**Entries provided**

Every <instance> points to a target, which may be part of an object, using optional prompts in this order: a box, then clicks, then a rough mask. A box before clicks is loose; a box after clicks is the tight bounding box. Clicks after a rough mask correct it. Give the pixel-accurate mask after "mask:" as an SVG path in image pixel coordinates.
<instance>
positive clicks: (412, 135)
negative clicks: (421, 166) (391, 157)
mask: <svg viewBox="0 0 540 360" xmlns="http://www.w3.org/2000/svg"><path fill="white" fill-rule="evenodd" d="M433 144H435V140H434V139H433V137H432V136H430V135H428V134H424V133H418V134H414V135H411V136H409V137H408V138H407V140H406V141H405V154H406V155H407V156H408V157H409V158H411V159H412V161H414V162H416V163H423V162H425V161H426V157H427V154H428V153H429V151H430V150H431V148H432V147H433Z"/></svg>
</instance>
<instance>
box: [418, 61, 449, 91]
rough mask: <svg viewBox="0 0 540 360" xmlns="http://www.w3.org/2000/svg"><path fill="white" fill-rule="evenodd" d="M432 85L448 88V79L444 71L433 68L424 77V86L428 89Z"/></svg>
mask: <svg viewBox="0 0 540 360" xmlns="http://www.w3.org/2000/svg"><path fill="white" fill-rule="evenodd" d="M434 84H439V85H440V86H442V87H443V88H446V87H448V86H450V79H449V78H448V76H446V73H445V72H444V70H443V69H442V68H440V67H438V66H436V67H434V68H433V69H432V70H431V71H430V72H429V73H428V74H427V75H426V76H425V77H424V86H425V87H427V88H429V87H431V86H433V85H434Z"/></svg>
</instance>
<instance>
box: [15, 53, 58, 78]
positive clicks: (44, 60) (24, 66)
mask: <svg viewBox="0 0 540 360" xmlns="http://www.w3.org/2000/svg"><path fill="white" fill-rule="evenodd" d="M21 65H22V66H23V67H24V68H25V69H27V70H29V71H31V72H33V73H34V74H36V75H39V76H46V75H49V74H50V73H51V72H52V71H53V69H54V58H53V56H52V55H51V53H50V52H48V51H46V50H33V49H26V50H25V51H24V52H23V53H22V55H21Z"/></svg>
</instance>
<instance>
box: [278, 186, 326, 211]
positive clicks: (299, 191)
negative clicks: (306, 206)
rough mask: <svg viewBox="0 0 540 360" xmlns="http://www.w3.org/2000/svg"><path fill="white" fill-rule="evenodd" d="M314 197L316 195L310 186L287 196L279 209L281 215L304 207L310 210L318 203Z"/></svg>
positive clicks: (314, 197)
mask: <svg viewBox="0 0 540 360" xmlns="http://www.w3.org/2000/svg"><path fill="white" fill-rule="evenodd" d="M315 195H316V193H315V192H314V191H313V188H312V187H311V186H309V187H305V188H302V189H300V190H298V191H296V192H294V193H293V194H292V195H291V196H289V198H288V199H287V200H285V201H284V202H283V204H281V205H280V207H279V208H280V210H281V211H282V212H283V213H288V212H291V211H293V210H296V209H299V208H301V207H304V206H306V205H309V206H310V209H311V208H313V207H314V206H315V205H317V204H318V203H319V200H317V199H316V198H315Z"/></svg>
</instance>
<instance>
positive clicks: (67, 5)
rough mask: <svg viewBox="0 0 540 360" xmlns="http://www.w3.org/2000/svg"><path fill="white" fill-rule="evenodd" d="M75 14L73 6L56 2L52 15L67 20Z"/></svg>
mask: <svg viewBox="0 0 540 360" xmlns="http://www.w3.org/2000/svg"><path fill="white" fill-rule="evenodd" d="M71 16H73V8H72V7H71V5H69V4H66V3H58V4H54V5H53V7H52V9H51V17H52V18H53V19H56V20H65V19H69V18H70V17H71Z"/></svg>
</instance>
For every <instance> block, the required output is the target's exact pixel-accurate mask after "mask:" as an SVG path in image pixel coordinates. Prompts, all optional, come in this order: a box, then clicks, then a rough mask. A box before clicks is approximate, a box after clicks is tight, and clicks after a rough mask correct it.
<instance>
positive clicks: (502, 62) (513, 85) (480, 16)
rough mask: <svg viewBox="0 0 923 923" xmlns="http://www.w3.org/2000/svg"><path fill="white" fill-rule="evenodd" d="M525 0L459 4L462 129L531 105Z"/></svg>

**What this task involves**
Could you please copy the lines above exactly, beginning at the first and ending at the line that contains "box: [15, 53, 58, 78]"?

**Reply to the task**
Every <instance> points to a target, which may be part of an object, using optional prompts in this order: a box, then clicks, then a rough mask. A box before clicks is loose; a box after clicks is the tight bounding box. Clicks after a rough mask correct it. Give the pixel-accurate mask after "mask:" as an SVG path in image pixel coordinates.
<instance>
positive clicks: (412, 135)
negative clicks: (421, 166) (391, 157)
mask: <svg viewBox="0 0 540 360" xmlns="http://www.w3.org/2000/svg"><path fill="white" fill-rule="evenodd" d="M433 144H435V140H434V139H433V137H432V136H430V135H428V134H424V133H418V134H414V135H411V136H409V137H408V138H407V140H406V141H405V154H406V155H407V156H408V157H409V158H411V159H412V161H414V162H416V163H423V162H425V161H426V157H427V154H428V153H429V151H430V150H431V148H432V147H433Z"/></svg>
</instance>
<instance>
box: [418, 61, 449, 91]
rough mask: <svg viewBox="0 0 540 360" xmlns="http://www.w3.org/2000/svg"><path fill="white" fill-rule="evenodd" d="M432 85L448 88V79L444 71L433 68L424 77V86L428 89Z"/></svg>
mask: <svg viewBox="0 0 540 360" xmlns="http://www.w3.org/2000/svg"><path fill="white" fill-rule="evenodd" d="M434 84H439V85H440V86H442V87H443V88H446V87H448V86H450V79H449V78H448V76H446V73H445V72H444V70H443V69H442V68H440V67H438V66H436V67H434V68H433V69H432V70H431V71H430V72H429V73H428V74H427V75H426V76H425V77H424V86H425V87H427V88H429V87H431V86H433V85H434Z"/></svg>
</instance>
<instance>
box: [15, 53, 58, 78]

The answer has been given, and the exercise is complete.